TEXT FOR ANALYSIS »
It is incredible how, no matter how many times you read them, the Passion narratives still produce little details every Holy Week that you’ve never noticed before, or which catch you by surprise. I wrote on one such detail last year—the joke sceptre given to Christ in mockery by the Roman soldiers, and how it relates to the prophecies of Genesis 49.
This year, I was reminded of a little quirk in John’s crucifixion account: the reappearance of Nicodemus.
38 Later, Joseph of Arimathea asked Pilate for the body of Jesus. Now Joseph was a disciple of Jesus, but secretly because he feared the Jewish leaders. With Pilate’s permission, he came and took the body away. 39 He was accompanied by Nicodemus, the man who earlier had visited Jesus at night. Nicodemus brought a mixture of myrrh and aloes, about seventy-five pounds.[e] 40 Taking Jesus’ body, the two of them wrapped it, with the spices, in strips of linen. This was in accordance with Jewish burial customs. 41 At the place where Jesus was crucified, there was a garden, and in the garden a new tomb, in which no one had ever been laid. 42 Because it was the Jewish day of Preparation and since the tomb was nearby, they laid Jesus there.
John 19:38-42 (NIV)
Nicodemus is unique to John’s Gospel. Famously, he appears in John 3, portentously visiting Jesus under cover of darkness—a religious leader with a reputation at stake, it seems.
I thought on Nicodemus a good bit earlier this year, as our church preached through John. Perhaps it is getting older, but I heard something different and more compassion-inducing in his infamous question, “how can a man be born again when he is old?” I wrote a short poem inspired by that passage—a passage which seems to be redeemed by by what we later read in John 19 (with another brief appearance for Nicodemus along the way in John 7)

WHAT YOU HAVE TO DO »
Answer these questions about the text on Nicodemus above:
1. Which detail of the Passion narratives did the writer write about last year?
2. In which chapter of John does Nicodemus famously visit Jesus under cover of darkness?
3. What did Nicodemus bring for Jesus' body, and about how much?

RECORDS SUPPLIED »

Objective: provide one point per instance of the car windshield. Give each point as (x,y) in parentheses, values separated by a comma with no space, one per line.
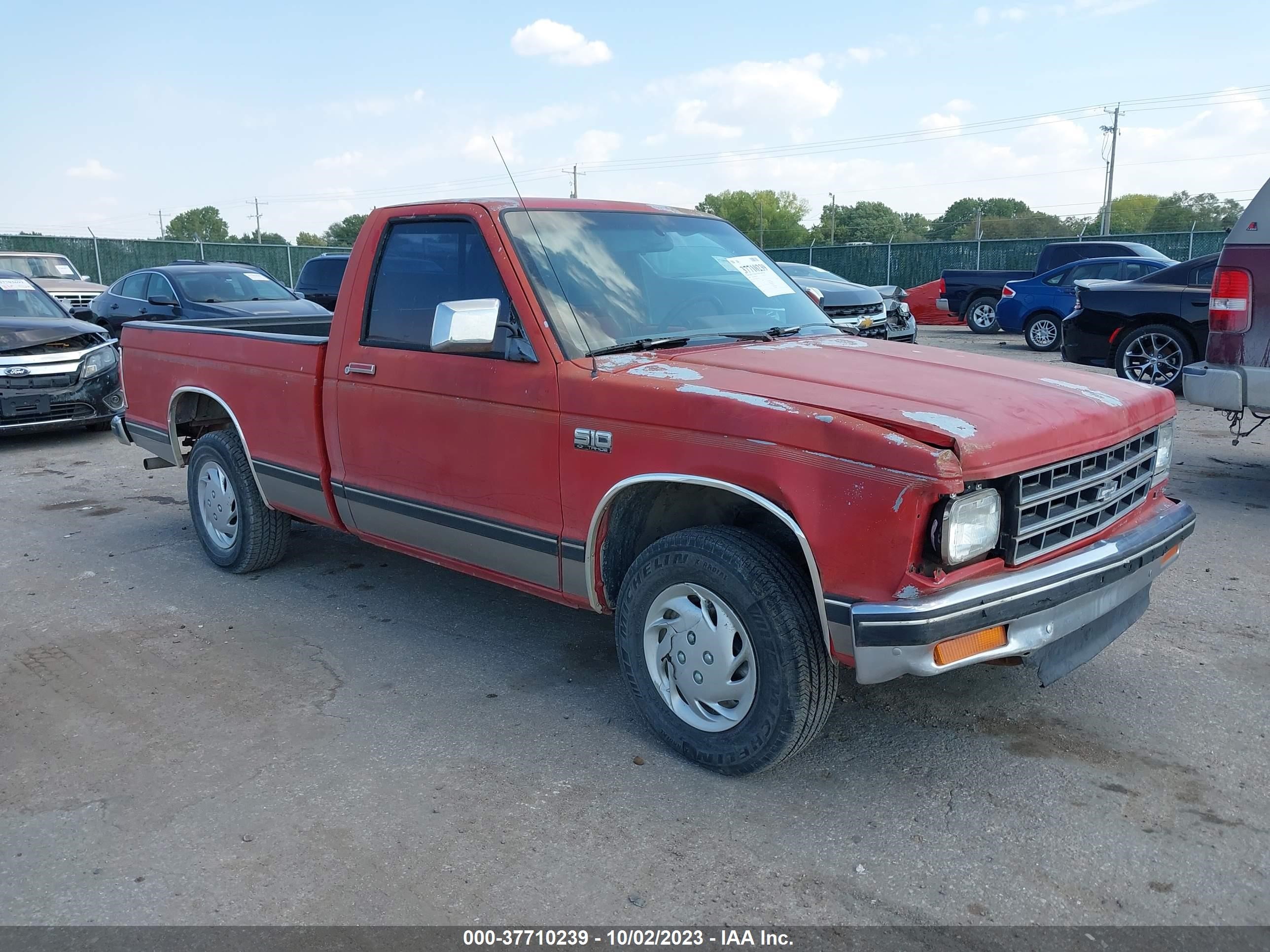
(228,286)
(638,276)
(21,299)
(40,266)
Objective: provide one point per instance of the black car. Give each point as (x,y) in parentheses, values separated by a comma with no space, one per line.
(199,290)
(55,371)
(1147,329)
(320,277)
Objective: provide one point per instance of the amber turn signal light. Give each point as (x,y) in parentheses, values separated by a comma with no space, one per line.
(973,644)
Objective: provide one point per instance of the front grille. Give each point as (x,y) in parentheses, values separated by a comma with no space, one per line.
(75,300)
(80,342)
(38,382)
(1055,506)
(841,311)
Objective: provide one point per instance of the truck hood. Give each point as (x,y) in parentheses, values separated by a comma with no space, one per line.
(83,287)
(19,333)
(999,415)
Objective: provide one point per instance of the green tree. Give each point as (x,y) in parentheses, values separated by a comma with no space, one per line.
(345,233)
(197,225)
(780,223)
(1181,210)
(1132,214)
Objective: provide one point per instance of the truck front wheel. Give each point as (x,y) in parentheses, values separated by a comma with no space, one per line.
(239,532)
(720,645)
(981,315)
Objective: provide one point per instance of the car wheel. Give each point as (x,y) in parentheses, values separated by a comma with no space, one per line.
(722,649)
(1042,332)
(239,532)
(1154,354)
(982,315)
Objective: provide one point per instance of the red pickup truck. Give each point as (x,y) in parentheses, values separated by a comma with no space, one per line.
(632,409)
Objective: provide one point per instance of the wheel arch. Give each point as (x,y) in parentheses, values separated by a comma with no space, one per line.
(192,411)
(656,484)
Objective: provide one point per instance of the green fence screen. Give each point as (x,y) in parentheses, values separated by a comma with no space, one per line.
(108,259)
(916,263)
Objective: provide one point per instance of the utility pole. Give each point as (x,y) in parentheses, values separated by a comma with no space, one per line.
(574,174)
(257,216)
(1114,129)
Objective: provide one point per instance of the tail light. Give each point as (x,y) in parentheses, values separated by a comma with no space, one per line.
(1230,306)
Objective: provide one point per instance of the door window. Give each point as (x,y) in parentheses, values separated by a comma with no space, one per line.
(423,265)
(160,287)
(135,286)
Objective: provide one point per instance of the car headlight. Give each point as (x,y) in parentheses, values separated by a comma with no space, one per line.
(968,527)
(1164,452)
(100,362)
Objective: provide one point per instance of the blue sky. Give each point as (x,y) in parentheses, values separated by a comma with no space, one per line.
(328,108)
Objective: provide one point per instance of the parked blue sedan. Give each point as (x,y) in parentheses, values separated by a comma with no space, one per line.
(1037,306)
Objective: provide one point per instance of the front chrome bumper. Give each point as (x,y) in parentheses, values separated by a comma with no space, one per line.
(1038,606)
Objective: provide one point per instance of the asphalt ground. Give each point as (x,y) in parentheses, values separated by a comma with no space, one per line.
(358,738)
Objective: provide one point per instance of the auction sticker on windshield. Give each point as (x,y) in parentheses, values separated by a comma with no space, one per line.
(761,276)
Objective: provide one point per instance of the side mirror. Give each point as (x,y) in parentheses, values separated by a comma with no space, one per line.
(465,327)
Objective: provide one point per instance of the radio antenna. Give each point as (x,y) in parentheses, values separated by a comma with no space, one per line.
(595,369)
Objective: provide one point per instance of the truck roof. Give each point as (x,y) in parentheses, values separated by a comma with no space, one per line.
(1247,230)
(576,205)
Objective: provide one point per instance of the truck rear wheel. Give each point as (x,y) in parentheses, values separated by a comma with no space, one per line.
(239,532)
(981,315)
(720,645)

---

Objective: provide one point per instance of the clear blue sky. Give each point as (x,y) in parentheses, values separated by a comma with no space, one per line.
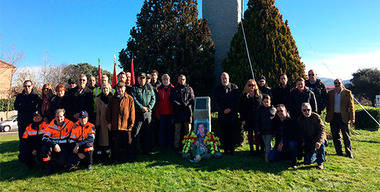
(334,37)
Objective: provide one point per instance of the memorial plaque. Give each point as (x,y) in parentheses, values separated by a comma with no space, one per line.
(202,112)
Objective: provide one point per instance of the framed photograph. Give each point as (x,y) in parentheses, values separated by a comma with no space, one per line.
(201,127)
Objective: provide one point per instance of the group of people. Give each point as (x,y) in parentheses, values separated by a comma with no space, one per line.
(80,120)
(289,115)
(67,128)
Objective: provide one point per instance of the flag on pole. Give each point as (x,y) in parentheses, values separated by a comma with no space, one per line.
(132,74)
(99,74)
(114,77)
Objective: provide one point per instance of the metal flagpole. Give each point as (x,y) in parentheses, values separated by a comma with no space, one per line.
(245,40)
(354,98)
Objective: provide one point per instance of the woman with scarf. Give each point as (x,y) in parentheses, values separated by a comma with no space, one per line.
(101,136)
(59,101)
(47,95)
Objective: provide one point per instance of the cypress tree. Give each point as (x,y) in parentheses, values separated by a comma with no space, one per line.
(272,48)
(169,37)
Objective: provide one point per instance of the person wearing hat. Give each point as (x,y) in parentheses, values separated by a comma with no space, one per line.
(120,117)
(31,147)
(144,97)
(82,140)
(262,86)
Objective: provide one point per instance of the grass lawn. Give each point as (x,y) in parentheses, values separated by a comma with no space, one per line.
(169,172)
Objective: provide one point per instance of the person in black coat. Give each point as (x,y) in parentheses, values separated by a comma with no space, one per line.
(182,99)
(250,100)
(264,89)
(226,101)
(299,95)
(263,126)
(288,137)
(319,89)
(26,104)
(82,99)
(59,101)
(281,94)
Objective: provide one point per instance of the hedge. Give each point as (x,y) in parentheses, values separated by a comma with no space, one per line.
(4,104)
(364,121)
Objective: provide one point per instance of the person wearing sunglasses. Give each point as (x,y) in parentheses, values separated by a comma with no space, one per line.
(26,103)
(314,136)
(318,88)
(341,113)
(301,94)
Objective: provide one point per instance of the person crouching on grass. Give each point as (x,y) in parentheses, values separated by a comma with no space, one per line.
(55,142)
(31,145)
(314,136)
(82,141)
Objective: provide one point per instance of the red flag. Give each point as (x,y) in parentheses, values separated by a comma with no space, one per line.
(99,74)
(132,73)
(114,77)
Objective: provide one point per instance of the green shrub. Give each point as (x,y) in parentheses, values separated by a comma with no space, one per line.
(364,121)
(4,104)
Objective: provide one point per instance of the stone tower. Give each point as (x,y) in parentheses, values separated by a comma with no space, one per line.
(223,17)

RESPONSE TO THIS TASK »
1. The joke sceptre given to Christ in mockery by the Roman soldiers.
2. John 3.
3. A mixture of myrrh and aloes, about seventy-five pounds.